■ Consigne A
Recopiez à l'identique les lignes des entrées, de celle qui contient « shape [[84, 29]]. » jusqu'à celle qui contient « [[268, 121]] », incluse.

■ Texte source
_____
Microsoft, Google, AWS, etc. : les DSI face au risque de la coupure

De nouvelles sanctions américaines, mais aussi européennes illustrent les risques qu'embarquent les contrats cloud, les fournisseurs se trouvant contraints de se plier aux injonctions des Etats dont ils dépendent.
PublicitéRebelote. Les Etats-Unis viennent de prendre de nouvelles sanctions contre quatre officiels de la Cour pénale internationale (CPI). Deux juges, dont le Français Nicolas Guillou, ainsi que deux procureurs adjoints de l'institution de La Haye ont été placés, le 20 août, sous sanction par le département d'Etat américain. En cause, les enquêtes de la juridiction contre des militaires américains en Afghanistan, pour un des juges, et les mandats d'arrêt émis en novembre 2024 à l'encontre du Premier ministre israélien Benyamin Netanyahou et de son ancien ministre de la Défense, pour le juge français et les deux procureurs adjoints.
Les conséquences pour ces quatre officiels ? En plus d'une interdiction d'entrée aux Etats-Unis et d'un gel de leurs éventuels avoirs sur place, les quatre cibles de la vindicte américaine ne doivent plus avoir accès à « des fonds, biens ou services » fournis par des entités ou citoyens américains (sauf licence spécifique). Ce qui, donc, semble inclure les services numériques que fournissent les Microsoft, Google et autre AWS.
Le procureur de la CPI coupé de ses mails
En février dernier, le procureur de la CPI, Karim Khan, avait brutalement perdu les accès à sa messagerie Microsoft du fait des sanctions américaines prises à son encontre, basculant sur alors sur Proton Mail. Microsoft, devant une commission d'enquête du Sénat français et encore récemment par la voix de son président Brad Smith, a nié être à l'origine de cette interruption de service, se refusant toutefois à détailler le processus qui a conduit au changement d'adresse e-mail du procureur Khan.
_____
■ Consigne B
D'après le texte source, à quelle date le département d'Etat américain a-t-il placé sous sanction les quatre officiels de la CPI ?

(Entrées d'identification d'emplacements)
_____
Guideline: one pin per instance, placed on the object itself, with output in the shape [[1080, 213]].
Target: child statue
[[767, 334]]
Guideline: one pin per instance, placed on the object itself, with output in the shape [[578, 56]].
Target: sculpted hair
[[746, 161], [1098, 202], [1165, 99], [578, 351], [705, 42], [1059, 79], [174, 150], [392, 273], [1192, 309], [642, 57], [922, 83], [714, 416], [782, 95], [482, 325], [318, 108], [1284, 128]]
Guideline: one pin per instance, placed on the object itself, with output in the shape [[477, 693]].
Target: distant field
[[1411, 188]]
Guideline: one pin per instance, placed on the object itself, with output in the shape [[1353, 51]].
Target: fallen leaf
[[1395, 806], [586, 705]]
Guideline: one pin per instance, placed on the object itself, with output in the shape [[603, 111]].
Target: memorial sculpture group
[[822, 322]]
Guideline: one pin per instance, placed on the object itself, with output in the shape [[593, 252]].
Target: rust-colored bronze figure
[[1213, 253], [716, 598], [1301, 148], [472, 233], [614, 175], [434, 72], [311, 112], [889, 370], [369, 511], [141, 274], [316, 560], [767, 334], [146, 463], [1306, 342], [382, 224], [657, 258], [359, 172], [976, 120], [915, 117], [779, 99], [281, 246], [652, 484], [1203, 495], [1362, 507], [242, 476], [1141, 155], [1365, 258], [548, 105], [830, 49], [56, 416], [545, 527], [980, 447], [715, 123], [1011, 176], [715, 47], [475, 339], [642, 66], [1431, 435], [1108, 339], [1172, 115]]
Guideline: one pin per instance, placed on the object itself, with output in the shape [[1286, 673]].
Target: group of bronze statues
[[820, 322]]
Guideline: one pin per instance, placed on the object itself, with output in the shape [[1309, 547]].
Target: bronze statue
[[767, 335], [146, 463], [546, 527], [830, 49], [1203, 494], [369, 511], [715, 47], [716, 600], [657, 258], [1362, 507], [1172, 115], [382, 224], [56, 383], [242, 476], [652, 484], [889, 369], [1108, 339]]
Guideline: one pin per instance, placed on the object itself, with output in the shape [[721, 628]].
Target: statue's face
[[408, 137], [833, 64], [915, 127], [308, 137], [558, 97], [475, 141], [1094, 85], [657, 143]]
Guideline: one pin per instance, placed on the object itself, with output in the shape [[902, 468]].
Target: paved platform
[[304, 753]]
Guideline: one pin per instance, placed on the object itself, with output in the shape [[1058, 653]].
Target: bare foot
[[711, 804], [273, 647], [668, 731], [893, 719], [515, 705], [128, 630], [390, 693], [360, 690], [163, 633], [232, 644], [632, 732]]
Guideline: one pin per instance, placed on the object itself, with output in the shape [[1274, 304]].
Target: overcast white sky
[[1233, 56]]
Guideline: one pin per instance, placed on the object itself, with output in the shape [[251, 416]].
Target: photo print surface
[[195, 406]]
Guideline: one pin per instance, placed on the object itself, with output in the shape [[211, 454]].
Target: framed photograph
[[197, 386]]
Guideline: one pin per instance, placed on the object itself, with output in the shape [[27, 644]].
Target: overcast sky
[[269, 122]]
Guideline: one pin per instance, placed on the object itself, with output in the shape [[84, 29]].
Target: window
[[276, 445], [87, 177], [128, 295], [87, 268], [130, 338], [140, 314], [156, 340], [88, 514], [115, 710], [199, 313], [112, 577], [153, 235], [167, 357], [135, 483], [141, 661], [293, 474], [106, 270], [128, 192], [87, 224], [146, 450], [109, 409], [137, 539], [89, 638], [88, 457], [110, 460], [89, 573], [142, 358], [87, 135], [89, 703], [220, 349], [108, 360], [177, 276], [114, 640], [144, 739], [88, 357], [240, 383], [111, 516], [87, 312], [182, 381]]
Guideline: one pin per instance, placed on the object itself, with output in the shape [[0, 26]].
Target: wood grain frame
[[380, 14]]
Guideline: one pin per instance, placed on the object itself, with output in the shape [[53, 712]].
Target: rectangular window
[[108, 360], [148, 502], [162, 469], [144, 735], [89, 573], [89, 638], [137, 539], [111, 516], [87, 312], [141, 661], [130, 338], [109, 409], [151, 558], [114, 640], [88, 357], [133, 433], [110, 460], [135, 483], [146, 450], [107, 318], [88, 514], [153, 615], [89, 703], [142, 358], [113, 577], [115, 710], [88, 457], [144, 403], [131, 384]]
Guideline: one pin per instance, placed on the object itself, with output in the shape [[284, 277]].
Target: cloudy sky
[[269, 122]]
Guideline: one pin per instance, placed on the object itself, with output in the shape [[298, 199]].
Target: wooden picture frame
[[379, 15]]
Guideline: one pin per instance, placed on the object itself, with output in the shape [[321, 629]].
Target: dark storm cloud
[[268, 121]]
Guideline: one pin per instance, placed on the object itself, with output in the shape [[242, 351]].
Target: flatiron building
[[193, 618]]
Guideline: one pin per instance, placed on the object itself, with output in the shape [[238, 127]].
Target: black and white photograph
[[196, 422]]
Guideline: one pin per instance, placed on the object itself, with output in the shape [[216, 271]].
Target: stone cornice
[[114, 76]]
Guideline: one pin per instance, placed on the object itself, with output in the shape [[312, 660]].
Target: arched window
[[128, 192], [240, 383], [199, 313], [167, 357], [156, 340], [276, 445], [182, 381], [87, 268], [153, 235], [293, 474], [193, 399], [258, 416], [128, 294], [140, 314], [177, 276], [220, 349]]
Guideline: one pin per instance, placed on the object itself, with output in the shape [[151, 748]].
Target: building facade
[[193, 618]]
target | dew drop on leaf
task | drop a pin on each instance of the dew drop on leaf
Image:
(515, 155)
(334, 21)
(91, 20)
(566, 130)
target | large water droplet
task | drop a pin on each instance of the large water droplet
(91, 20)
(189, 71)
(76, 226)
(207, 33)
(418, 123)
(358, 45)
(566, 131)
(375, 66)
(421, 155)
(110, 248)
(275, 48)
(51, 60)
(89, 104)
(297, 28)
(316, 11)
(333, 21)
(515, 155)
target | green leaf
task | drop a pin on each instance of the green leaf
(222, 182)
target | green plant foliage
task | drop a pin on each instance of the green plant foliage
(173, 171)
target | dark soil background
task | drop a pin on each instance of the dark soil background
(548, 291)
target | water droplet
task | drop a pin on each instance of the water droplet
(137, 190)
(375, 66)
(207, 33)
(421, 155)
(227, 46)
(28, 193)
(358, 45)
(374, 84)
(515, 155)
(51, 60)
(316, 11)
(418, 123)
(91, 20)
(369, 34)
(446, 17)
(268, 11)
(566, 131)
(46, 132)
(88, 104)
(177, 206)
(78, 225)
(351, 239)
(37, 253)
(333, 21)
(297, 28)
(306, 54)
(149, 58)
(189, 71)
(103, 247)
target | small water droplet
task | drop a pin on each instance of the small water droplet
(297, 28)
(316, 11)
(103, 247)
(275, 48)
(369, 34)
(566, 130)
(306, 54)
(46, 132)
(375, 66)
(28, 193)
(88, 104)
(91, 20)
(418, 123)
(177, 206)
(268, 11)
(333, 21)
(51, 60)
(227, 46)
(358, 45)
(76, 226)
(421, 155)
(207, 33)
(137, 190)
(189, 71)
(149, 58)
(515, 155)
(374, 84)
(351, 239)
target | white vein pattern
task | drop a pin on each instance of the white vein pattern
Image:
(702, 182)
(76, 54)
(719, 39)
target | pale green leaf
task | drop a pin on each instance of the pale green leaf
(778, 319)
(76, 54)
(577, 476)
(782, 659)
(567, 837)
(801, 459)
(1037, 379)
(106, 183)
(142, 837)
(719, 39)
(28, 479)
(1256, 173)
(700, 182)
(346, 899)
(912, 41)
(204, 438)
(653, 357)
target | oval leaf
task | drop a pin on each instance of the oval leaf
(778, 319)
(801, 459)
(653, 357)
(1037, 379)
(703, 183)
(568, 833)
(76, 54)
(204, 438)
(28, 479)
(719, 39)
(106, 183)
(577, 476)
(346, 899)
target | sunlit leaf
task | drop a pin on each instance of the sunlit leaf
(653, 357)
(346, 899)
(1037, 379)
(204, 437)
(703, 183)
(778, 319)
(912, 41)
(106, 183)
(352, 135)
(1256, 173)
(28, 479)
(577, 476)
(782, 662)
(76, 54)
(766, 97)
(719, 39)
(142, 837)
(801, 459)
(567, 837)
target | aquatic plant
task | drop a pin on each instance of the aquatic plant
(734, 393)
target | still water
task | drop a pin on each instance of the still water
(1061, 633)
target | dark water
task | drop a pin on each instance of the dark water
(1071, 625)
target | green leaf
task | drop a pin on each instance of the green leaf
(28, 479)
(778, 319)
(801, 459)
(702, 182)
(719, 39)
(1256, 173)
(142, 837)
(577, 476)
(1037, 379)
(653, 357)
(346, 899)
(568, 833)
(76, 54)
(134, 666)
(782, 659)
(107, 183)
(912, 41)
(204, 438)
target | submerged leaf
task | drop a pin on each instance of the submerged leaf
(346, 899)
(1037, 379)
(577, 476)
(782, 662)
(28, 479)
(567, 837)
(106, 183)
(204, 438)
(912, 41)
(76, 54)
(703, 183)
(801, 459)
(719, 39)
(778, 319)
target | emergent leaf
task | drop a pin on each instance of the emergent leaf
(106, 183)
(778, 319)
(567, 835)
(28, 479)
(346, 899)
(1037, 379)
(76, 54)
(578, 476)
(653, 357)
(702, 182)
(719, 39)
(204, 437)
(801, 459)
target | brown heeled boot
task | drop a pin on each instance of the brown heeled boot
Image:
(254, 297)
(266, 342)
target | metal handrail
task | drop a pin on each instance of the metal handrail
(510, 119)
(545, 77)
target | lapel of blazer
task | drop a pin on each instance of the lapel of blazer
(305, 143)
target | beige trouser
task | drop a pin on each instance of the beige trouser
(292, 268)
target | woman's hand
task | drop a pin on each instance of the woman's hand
_____
■ Réponse rédigée A
Guideline: one pin per instance, placed on the object itself, with output in the shape [[84, 29]].
Target: window
[[276, 445], [87, 177], [128, 295], [87, 268], [130, 338], [140, 314], [156, 340], [88, 514], [115, 710], [199, 313], [112, 577], [153, 235], [167, 357], [135, 483], [141, 661], [293, 474], [106, 270], [128, 192], [87, 224], [146, 450], [109, 409], [137, 539], [89, 638], [88, 457], [110, 460], [89, 573], [142, 358], [87, 135], [89, 703], [220, 349], [108, 360], [177, 276], [114, 640], [144, 739], [88, 357], [240, 383], [111, 516], [87, 312], [182, 381]]
Guideline: one pin per instance, placed on the object itself, with output in the shape [[0, 26]].
Target: wood grain frame
[[380, 14]]
Guideline: one pin per instance, placed on the object itself, with output in the shape [[53, 712]].
Target: rectangular window
[[108, 360], [148, 502], [162, 469], [144, 735], [89, 573], [89, 638], [137, 539], [111, 516], [87, 312], [141, 661], [130, 338], [109, 409], [151, 558], [114, 640], [88, 357], [133, 433], [110, 460], [135, 483], [146, 450], [107, 318], [88, 514], [153, 615], [89, 703], [142, 358], [113, 577], [115, 710], [88, 457], [144, 403], [131, 384]]
Guideline: one pin per instance, placed on the object itself, with output in the shape [[284, 277]].
Target: cloudy sky
[[269, 122]]
Guideline: one pin per instance, placed on the object itself, with output in the shape [[298, 199]].
Target: wooden picture frame
[[379, 15]]
Guideline: one pin per instance, placed on the object itself, with output in the shape [[321, 629]].
Target: dark storm cloud
[[268, 121]]

■ Réponse rédigée B
Le 20 août.